QUOTED PASSAGE
[START]

Parser and Analysis Tool Landscape¶

Technical comparison of parsing approaches for security reachability analysis.

Why Parser Choice Matters¶

Security-grade reachability analysis requires:

Type resolution - Know the actual types being called
Call graph construction - Trace execution paths
Semantic understanding - Understand framework patterns
Cross-package analysis - Follow imports and dependencies

Not all parsers provide these capabilities.

Tree-sitter: Strengths and Limitations¶

Tree-sitter is widely used for multi-language parsing.

What Tree-sitter IS Good For¶

Fast incremental parsing
Syntax trees (CST, not semantic AST)
Editor tooling and syntax highlighting
Code navigation
Language-agnostic structural queries

What Tree-sitter is NOT Good For¶

Type resolution
Call graph construction
Semantic reachability
Framework understanding
Vulnerability analysis

Key insight: Tree-sitter is a front-end parser, not an analysis engine.

[END]

CHALLENGES
**a.** Output the passage of the parser comparison page that begins at the words "Why Parser Choice" and stops after the words "provide these capabilities.".
**b.** Go on with the parser comparison page from its last line.

RECORDS PROVIDED
[START]

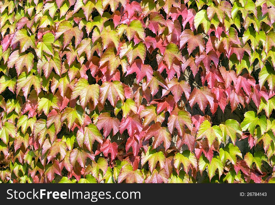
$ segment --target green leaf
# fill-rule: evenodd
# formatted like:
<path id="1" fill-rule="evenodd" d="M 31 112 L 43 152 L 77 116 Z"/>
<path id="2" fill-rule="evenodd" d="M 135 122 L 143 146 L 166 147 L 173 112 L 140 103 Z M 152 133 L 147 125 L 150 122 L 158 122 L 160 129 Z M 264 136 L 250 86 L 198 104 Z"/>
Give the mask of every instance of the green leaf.
<path id="1" fill-rule="evenodd" d="M 79 179 L 78 182 L 79 183 L 97 183 L 96 178 L 91 174 L 87 174 L 86 175 L 85 178 L 82 178 Z"/>
<path id="2" fill-rule="evenodd" d="M 194 25 L 196 29 L 198 29 L 199 25 L 202 24 L 204 32 L 207 33 L 210 28 L 210 22 L 207 16 L 206 10 L 202 9 L 197 13 L 194 19 Z"/>
<path id="3" fill-rule="evenodd" d="M 242 153 L 239 148 L 234 146 L 233 144 L 228 143 L 224 148 L 220 148 L 220 158 L 223 165 L 225 165 L 227 160 L 228 159 L 233 164 L 235 164 L 237 161 L 236 155 L 242 158 Z"/>
<path id="4" fill-rule="evenodd" d="M 215 125 L 211 127 L 210 122 L 207 120 L 200 125 L 196 139 L 202 139 L 204 137 L 208 140 L 208 144 L 211 148 L 216 139 L 218 140 L 219 144 L 221 144 L 222 138 L 222 133 L 218 126 Z"/>
<path id="5" fill-rule="evenodd" d="M 228 119 L 224 124 L 222 123 L 219 125 L 222 134 L 222 140 L 224 142 L 226 140 L 226 137 L 229 136 L 233 144 L 235 145 L 237 140 L 237 134 L 241 135 L 242 134 L 242 128 L 240 124 L 235 120 Z"/>
<path id="6" fill-rule="evenodd" d="M 9 136 L 15 139 L 17 135 L 16 128 L 12 123 L 6 122 L 2 128 L 0 129 L 0 139 L 6 144 L 9 140 Z"/>
<path id="7" fill-rule="evenodd" d="M 188 173 L 191 165 L 195 169 L 198 166 L 198 161 L 195 155 L 189 150 L 185 150 L 182 153 L 178 153 L 174 157 L 174 166 L 178 172 L 180 169 L 181 164 L 183 165 L 183 169 Z"/>
<path id="8" fill-rule="evenodd" d="M 223 166 L 222 163 L 219 156 L 214 156 L 212 158 L 210 164 L 208 166 L 208 176 L 210 181 L 215 175 L 216 170 L 218 169 L 219 172 L 219 178 L 223 173 Z"/>
<path id="9" fill-rule="evenodd" d="M 165 165 L 165 157 L 163 153 L 161 151 L 157 152 L 155 149 L 153 149 L 151 147 L 145 155 L 142 152 L 141 156 L 141 166 L 143 166 L 147 162 L 149 162 L 149 167 L 151 172 L 156 168 L 158 162 L 161 169 L 164 168 Z"/>
<path id="10" fill-rule="evenodd" d="M 91 99 L 94 107 L 98 104 L 99 95 L 99 85 L 98 84 L 90 85 L 85 78 L 80 78 L 75 84 L 72 93 L 72 99 L 79 96 L 80 105 L 83 109 Z"/>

[END]

ANSWERS FOR THE TASKS
**a.**
Why Parser Choice Matters¶

Security-grade reachability analysis requires:

Type resolution - Know the actual types being called
Call graph construction - Trace execution paths
Semantic understanding - Understand framework patterns
Cross-package analysis - Follow imports and dependencies

Not all parsers provide these capabilities.

**b.**
For security reachability:

Tree-sitter alone cannot determine if a vulnerable function is actually called.

Language-Specific Analysis Tools¶

Serious reachability analysis requires compiler-level APIs:

Go¶

Recommended: go/ast + go/types + golang.org/x/tools/go/ssa

Go is exceptionally well-suited for reachability because:

Static typing with minimal reflection
First-class analysis tooling in stdlib
go/callgraph for call graph construction
go/ssa for SSA-form analysis
Standardized module system

Tools like govulncheck achieve high precision due to these capabilities.

Java¶

Recommended: Eclipse JDT, Soot, WALA

Tool	Use Case
Eclipse JDT	AST + compiler frontend
Soot	Bytecode analysis, call graphs
WALA	Points-to analysis, slicing
Spoon	AST transformation

Java bytecode analysis (via Soot) often provides better precision than source analysis.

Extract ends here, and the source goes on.